* Start Input *
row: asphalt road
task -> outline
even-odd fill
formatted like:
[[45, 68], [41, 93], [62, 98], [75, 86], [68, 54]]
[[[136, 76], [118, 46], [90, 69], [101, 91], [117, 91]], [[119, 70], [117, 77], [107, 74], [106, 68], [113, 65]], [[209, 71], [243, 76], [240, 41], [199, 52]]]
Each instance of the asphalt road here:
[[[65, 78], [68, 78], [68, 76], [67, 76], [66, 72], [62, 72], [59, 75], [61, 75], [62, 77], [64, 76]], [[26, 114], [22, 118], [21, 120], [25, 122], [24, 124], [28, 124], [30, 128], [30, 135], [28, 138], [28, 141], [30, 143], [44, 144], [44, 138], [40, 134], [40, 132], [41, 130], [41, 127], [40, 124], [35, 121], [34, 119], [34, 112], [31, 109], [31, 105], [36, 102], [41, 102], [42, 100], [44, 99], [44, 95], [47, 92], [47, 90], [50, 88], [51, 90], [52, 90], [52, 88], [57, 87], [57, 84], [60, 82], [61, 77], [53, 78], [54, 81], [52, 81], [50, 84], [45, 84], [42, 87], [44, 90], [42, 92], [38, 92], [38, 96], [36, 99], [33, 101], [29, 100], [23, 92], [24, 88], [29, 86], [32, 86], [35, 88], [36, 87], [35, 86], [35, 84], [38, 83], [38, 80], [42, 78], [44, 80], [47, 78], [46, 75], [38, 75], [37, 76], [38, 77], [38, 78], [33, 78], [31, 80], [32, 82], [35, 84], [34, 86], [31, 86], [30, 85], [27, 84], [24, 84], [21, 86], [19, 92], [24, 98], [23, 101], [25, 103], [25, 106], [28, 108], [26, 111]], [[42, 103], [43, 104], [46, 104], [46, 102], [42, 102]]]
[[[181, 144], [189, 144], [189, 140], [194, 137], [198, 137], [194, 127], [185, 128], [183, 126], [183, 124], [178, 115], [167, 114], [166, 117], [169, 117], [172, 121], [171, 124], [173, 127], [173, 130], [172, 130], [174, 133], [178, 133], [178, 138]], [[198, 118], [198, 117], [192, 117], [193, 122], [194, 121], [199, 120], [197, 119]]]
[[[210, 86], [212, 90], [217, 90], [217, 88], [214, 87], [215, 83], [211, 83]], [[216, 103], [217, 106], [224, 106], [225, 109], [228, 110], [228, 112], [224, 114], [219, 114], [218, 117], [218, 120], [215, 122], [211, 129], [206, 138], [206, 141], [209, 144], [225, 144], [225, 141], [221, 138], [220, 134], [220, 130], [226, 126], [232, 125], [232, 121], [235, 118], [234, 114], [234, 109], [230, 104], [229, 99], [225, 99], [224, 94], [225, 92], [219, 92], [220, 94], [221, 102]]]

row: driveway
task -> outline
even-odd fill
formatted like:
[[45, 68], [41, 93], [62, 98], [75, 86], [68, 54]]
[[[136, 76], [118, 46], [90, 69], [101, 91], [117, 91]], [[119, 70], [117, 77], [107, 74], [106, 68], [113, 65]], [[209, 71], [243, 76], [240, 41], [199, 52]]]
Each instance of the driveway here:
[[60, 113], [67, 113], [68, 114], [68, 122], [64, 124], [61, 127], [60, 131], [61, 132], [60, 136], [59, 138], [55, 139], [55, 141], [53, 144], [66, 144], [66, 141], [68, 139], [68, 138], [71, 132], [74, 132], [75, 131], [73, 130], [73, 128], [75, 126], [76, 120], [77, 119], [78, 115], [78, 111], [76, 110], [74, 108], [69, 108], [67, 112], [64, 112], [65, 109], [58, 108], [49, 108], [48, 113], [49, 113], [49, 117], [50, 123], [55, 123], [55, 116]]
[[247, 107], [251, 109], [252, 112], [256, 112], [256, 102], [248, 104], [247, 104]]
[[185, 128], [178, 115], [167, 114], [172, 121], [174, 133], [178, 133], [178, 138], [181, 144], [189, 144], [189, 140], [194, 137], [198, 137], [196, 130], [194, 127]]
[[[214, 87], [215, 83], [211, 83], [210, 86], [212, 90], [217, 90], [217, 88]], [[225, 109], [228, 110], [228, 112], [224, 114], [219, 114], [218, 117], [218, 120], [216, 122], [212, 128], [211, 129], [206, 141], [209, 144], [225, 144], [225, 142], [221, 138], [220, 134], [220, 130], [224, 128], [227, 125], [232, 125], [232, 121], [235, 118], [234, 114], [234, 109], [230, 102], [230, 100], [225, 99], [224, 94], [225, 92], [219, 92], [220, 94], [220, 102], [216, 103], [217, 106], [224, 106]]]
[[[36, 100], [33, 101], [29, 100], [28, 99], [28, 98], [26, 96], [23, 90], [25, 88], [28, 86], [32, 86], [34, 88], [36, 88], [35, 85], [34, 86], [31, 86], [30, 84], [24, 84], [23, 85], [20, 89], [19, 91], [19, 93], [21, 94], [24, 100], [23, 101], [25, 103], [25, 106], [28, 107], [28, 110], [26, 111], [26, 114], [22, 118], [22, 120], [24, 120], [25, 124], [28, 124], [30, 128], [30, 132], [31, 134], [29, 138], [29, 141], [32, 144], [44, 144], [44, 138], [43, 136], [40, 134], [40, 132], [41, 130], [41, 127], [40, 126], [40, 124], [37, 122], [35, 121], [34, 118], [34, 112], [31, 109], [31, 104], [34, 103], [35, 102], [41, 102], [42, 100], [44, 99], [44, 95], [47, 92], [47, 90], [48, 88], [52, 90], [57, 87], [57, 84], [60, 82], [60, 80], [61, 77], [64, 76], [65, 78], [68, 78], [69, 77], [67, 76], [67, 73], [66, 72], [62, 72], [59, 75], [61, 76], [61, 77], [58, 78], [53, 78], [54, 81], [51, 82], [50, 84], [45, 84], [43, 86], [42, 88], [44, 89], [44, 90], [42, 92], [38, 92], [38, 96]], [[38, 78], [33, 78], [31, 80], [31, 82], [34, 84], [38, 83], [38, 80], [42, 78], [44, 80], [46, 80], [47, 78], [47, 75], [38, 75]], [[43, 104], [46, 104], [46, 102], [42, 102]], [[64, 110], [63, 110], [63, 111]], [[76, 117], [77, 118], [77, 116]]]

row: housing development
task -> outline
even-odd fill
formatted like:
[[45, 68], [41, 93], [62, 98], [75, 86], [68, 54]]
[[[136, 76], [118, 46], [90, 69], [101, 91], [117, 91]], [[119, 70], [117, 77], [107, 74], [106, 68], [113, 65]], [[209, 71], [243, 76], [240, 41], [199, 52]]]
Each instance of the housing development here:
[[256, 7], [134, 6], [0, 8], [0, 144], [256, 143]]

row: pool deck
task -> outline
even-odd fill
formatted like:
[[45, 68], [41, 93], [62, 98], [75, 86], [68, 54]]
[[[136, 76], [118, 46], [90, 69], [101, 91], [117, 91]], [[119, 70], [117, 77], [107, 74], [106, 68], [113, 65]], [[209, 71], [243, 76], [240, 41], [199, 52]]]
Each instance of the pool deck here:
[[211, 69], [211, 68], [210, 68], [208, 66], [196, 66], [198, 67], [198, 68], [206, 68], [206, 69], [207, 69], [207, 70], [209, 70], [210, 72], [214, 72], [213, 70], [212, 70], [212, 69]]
* End Input *
Swap every occurrence of "even-odd fill" in the records above for "nonzero fill", leaving everything else the same.

row: asphalt road
task -> outline
nonzero fill
formatted like:
[[45, 68], [41, 93], [62, 98], [75, 86], [68, 54]]
[[[136, 76], [118, 46], [90, 69], [101, 91], [117, 91]], [[119, 70], [117, 77], [107, 74], [106, 68], [113, 65]], [[209, 71], [243, 76], [240, 41], [199, 52]]]
Each instance of the asphalt road here:
[[[65, 78], [68, 78], [68, 76], [67, 76], [66, 72], [62, 72], [59, 75], [61, 75], [62, 77], [64, 76]], [[26, 114], [22, 118], [21, 120], [25, 122], [24, 124], [28, 124], [30, 128], [30, 135], [28, 138], [28, 141], [30, 143], [44, 144], [44, 138], [40, 134], [40, 132], [41, 130], [41, 127], [40, 124], [35, 121], [34, 119], [34, 112], [31, 109], [31, 105], [36, 102], [41, 102], [42, 100], [44, 99], [44, 95], [47, 92], [47, 90], [50, 88], [51, 90], [52, 90], [52, 88], [57, 87], [57, 84], [60, 82], [61, 77], [53, 78], [54, 81], [52, 81], [50, 84], [45, 84], [42, 87], [44, 90], [42, 92], [38, 92], [38, 96], [36, 99], [33, 101], [29, 100], [23, 92], [24, 88], [29, 86], [32, 86], [35, 88], [36, 87], [35, 86], [35, 84], [38, 83], [38, 80], [42, 78], [44, 80], [47, 78], [46, 75], [38, 75], [37, 76], [38, 77], [38, 78], [33, 78], [31, 80], [32, 82], [35, 84], [34, 86], [31, 86], [30, 85], [27, 84], [24, 84], [21, 86], [19, 92], [24, 98], [23, 101], [25, 103], [25, 106], [28, 108], [26, 111]], [[42, 103], [43, 104], [46, 104], [46, 102], [42, 102]]]
[[[181, 144], [189, 144], [189, 140], [194, 137], [198, 137], [194, 127], [185, 128], [183, 126], [183, 124], [178, 115], [167, 114], [166, 117], [169, 117], [172, 121], [171, 124], [173, 127], [173, 130], [172, 130], [174, 133], [178, 133], [178, 138]], [[198, 118], [198, 117], [192, 117], [193, 122], [194, 121], [199, 120], [197, 119]]]
[[[210, 86], [212, 90], [217, 90], [217, 88], [214, 87], [215, 83], [211, 83]], [[216, 103], [217, 106], [224, 106], [225, 109], [228, 110], [228, 112], [224, 114], [219, 114], [218, 117], [218, 120], [215, 122], [211, 129], [206, 138], [206, 141], [209, 144], [225, 144], [225, 141], [221, 138], [220, 134], [220, 130], [226, 126], [232, 125], [232, 121], [235, 118], [234, 114], [234, 109], [230, 104], [229, 99], [225, 99], [224, 94], [225, 92], [219, 92], [220, 94], [221, 102]]]

row: driveway
task -> outline
nonzero fill
formatted like:
[[45, 68], [41, 93], [62, 98], [75, 86], [68, 54]]
[[[136, 76], [118, 46], [90, 69], [101, 91], [117, 91]], [[119, 70], [117, 77], [107, 74], [106, 68], [113, 65]], [[209, 71], [243, 76], [240, 41], [199, 52]]]
Each instance of the driveway here:
[[60, 113], [67, 113], [68, 114], [68, 122], [64, 124], [61, 127], [60, 131], [61, 132], [60, 136], [59, 138], [55, 139], [55, 141], [53, 144], [66, 144], [66, 141], [68, 139], [68, 138], [71, 132], [74, 132], [75, 131], [73, 130], [73, 128], [75, 126], [76, 120], [77, 119], [78, 115], [78, 111], [76, 110], [74, 108], [69, 108], [67, 112], [64, 112], [65, 109], [58, 108], [49, 108], [48, 113], [49, 113], [49, 117], [50, 123], [55, 123], [55, 116]]
[[247, 107], [251, 109], [252, 112], [256, 112], [256, 102], [248, 104], [247, 104]]
[[185, 128], [178, 115], [167, 114], [172, 121], [174, 133], [178, 133], [178, 138], [181, 144], [189, 144], [189, 140], [194, 137], [198, 137], [196, 130], [194, 127]]
[[[214, 87], [215, 83], [211, 83], [210, 86], [212, 90], [217, 90], [217, 88]], [[225, 109], [228, 110], [228, 112], [224, 114], [219, 114], [218, 117], [218, 120], [216, 122], [212, 128], [211, 129], [206, 141], [209, 144], [225, 144], [225, 142], [221, 138], [220, 134], [220, 130], [224, 128], [227, 125], [232, 125], [232, 121], [235, 118], [234, 114], [234, 109], [230, 102], [230, 100], [225, 99], [224, 94], [225, 92], [219, 92], [220, 94], [220, 102], [216, 103], [217, 106], [224, 106]]]
[[[36, 100], [33, 101], [29, 100], [28, 99], [28, 98], [26, 96], [23, 90], [25, 88], [28, 86], [32, 86], [34, 88], [36, 88], [35, 85], [34, 86], [31, 86], [30, 84], [24, 84], [23, 85], [20, 89], [19, 91], [19, 93], [21, 94], [24, 100], [23, 101], [25, 103], [25, 106], [28, 107], [28, 110], [26, 111], [26, 114], [22, 118], [22, 120], [24, 120], [25, 124], [28, 124], [30, 128], [30, 132], [31, 134], [29, 138], [29, 141], [32, 144], [44, 144], [44, 138], [43, 136], [40, 134], [40, 132], [41, 130], [41, 127], [40, 126], [40, 124], [37, 122], [35, 121], [34, 118], [34, 112], [31, 109], [31, 104], [34, 103], [35, 102], [41, 102], [42, 100], [44, 99], [44, 95], [47, 92], [47, 90], [48, 88], [52, 90], [57, 87], [57, 84], [60, 82], [60, 80], [61, 77], [64, 76], [65, 78], [68, 78], [69, 77], [67, 76], [67, 73], [66, 72], [62, 72], [59, 75], [61, 76], [61, 77], [58, 78], [53, 78], [54, 81], [51, 82], [50, 84], [45, 84], [43, 86], [42, 88], [44, 89], [44, 90], [42, 92], [38, 92], [38, 96]], [[38, 78], [33, 78], [31, 80], [31, 82], [34, 84], [38, 83], [38, 80], [42, 78], [44, 80], [46, 80], [47, 78], [47, 75], [38, 75]], [[43, 104], [46, 104], [46, 102], [42, 102]], [[64, 110], [63, 110], [63, 111]], [[76, 117], [77, 118], [77, 116]]]

row: housing development
task -> outline
nonzero fill
formatted like:
[[45, 68], [41, 93], [62, 98], [75, 86], [68, 54]]
[[[136, 76], [118, 46], [90, 69], [101, 91], [117, 91]], [[119, 70], [117, 77], [107, 74], [106, 68], [113, 65]], [[209, 71], [243, 76], [240, 41], [199, 52]]]
Each instance of the housing development here:
[[256, 7], [134, 6], [0, 8], [0, 144], [256, 143]]

row: pool deck
task -> outline
nonzero fill
formatted like:
[[45, 68], [41, 93], [62, 98], [75, 86], [68, 54]]
[[[136, 76], [118, 46], [90, 69], [101, 91], [117, 91]], [[119, 70], [117, 77], [107, 74], [106, 68], [113, 65]], [[209, 71], [243, 76], [240, 41], [199, 52]]]
Each instance of the pool deck here:
[[211, 69], [211, 68], [210, 68], [208, 66], [196, 66], [198, 67], [198, 68], [206, 68], [206, 69], [207, 69], [207, 70], [209, 70], [210, 72], [214, 72], [213, 70], [212, 70], [212, 69]]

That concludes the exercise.